- EXCERPTED DATA -

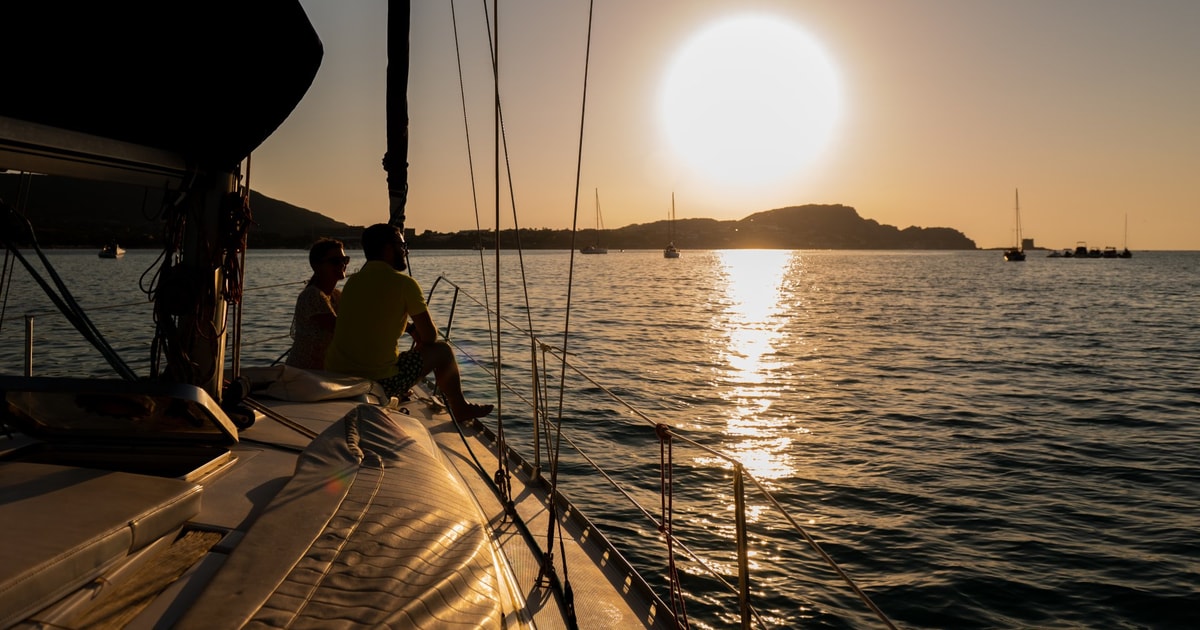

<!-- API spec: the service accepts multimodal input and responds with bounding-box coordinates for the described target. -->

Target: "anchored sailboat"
[580,188,608,253]
[662,192,679,258]
[0,0,892,629]
[1004,190,1025,262]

- EXERCISE BRIEF -
Please swap "anchored" for "moored" throughout the records above, keep everything else unchanged, and leave the pictures out.

- SOLUTION FOR THIS PROBLEM -
<!-- API spec: the service accepts multimodal input and responds with bounding-box coordinates for the described target. -->

Target: "moored sailboat"
[580,188,608,253]
[662,192,679,258]
[0,0,892,629]
[1004,190,1025,262]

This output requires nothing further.